#### Written instruction:
Quote all lines below exactly. Images stay out.

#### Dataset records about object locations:
▶
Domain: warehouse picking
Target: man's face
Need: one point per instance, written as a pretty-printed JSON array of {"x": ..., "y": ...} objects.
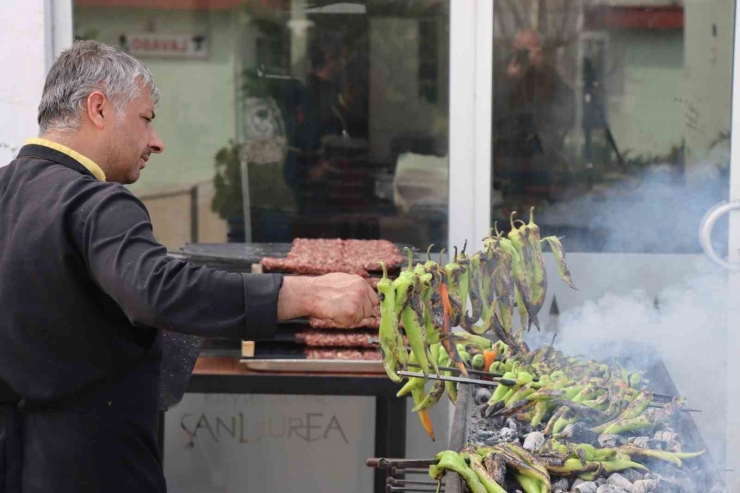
[
  {"x": 528, "y": 40},
  {"x": 132, "y": 140}
]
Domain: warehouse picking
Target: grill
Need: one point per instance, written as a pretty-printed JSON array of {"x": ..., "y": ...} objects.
[{"x": 410, "y": 475}]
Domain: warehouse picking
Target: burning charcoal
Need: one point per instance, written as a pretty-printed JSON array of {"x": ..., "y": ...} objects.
[
  {"x": 610, "y": 488},
  {"x": 579, "y": 433},
  {"x": 620, "y": 481},
  {"x": 482, "y": 395},
  {"x": 641, "y": 441},
  {"x": 673, "y": 446},
  {"x": 645, "y": 486},
  {"x": 666, "y": 436},
  {"x": 561, "y": 484},
  {"x": 610, "y": 440},
  {"x": 632, "y": 475},
  {"x": 534, "y": 441},
  {"x": 585, "y": 487},
  {"x": 508, "y": 435}
]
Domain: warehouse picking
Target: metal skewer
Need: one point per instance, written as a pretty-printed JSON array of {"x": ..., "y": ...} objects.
[
  {"x": 383, "y": 463},
  {"x": 445, "y": 378},
  {"x": 397, "y": 471},
  {"x": 402, "y": 482},
  {"x": 497, "y": 378},
  {"x": 684, "y": 409},
  {"x": 473, "y": 372},
  {"x": 400, "y": 489}
]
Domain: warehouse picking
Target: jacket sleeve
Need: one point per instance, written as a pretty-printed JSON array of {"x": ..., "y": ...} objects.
[{"x": 153, "y": 289}]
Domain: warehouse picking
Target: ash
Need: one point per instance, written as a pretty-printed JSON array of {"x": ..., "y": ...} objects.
[{"x": 663, "y": 477}]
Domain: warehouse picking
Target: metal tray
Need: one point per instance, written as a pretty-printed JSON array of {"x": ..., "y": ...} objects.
[{"x": 313, "y": 365}]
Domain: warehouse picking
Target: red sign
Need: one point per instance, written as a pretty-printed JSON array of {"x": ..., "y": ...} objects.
[{"x": 165, "y": 45}]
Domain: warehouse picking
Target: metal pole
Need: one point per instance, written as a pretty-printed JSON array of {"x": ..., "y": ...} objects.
[{"x": 733, "y": 322}]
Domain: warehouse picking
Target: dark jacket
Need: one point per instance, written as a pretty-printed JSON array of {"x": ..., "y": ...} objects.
[{"x": 85, "y": 289}]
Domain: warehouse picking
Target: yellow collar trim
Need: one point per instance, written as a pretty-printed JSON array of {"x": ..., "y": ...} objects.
[{"x": 88, "y": 163}]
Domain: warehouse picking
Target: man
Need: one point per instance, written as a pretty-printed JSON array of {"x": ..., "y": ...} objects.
[
  {"x": 87, "y": 290},
  {"x": 323, "y": 113},
  {"x": 533, "y": 109}
]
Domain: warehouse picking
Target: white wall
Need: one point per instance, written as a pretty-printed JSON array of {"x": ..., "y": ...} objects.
[
  {"x": 707, "y": 74},
  {"x": 197, "y": 111},
  {"x": 25, "y": 50}
]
◀
#### Correct answer:
Domain: warehouse picking
Target: man's face
Need: one point per instance, written as a pretty-printed JSON array of {"x": ..., "y": ...} objects.
[
  {"x": 528, "y": 40},
  {"x": 132, "y": 140}
]
Domain: warehouse picking
Target: grill
Need: one point per instance, written as a pretty-printed JSON array of {"x": ..., "y": ...} objects.
[{"x": 410, "y": 475}]
Domain: warehouse picking
Target: burning charcoal
Need: one point per instance, written as a pretty-printed JSON array of {"x": ..., "y": ...} objects.
[
  {"x": 610, "y": 488},
  {"x": 579, "y": 433},
  {"x": 620, "y": 481},
  {"x": 482, "y": 395},
  {"x": 641, "y": 441},
  {"x": 673, "y": 446},
  {"x": 645, "y": 486},
  {"x": 666, "y": 436},
  {"x": 561, "y": 484},
  {"x": 610, "y": 440},
  {"x": 632, "y": 475},
  {"x": 534, "y": 441},
  {"x": 585, "y": 487},
  {"x": 508, "y": 435}
]
Domain: warehouse picking
Target: metal skewer
Need: one point per instance, written as a pretty-printed JSON array of {"x": ..., "y": ...} objects.
[
  {"x": 383, "y": 463},
  {"x": 445, "y": 378},
  {"x": 397, "y": 471},
  {"x": 402, "y": 482},
  {"x": 497, "y": 378},
  {"x": 684, "y": 409},
  {"x": 473, "y": 372},
  {"x": 400, "y": 489}
]
Domain: warehouse picking
Target: jacket sleeve
Need: one point per instance, written as a pretty-printed JSON array of {"x": ..., "y": ...} objects.
[{"x": 153, "y": 289}]
Domain: warehouse picking
Target: ash
Need: one point per instance, written as a pretty-printed JSON array of {"x": ..., "y": ...} objects.
[{"x": 663, "y": 477}]
Domain: warehouse picking
Target: metal tray
Need: one point per instance, written as a pretty-printed JSON array of {"x": ..., "y": ...} objects.
[{"x": 313, "y": 365}]
Domain: warehouse picking
Target: red sign
Need: one point per instance, written as a pretty-printed JSON array of {"x": ..., "y": ...} objects.
[{"x": 165, "y": 45}]
Domain: warehouse picking
Target: metal pole
Need: one point per instance, written as a pretty-printed JSON array of {"x": ..., "y": ...} objects.
[{"x": 733, "y": 322}]
Domain: warehouse picking
Target: dark jacket
Need: one point per instance, written as a pretty-printed JSON array of {"x": ..., "y": ...} objects.
[{"x": 85, "y": 289}]
Domain: warehouse picking
Target: yellow collar trim
Need: one point per instance, written as a pretty-printed JSON array of {"x": ..., "y": ...} objects.
[{"x": 88, "y": 163}]
Domain: warehouse picking
Target: man
Need: one point per instance, written as a pretty-printed JSON array of {"x": ..., "y": ...} objects.
[
  {"x": 87, "y": 290},
  {"x": 323, "y": 113},
  {"x": 533, "y": 109}
]
Domain: warehouse picking
Target: white wall
Need: one point per instance, written as a pretty-printed JSON array of {"x": ..., "y": ...} objects.
[
  {"x": 707, "y": 74},
  {"x": 197, "y": 111},
  {"x": 25, "y": 50}
]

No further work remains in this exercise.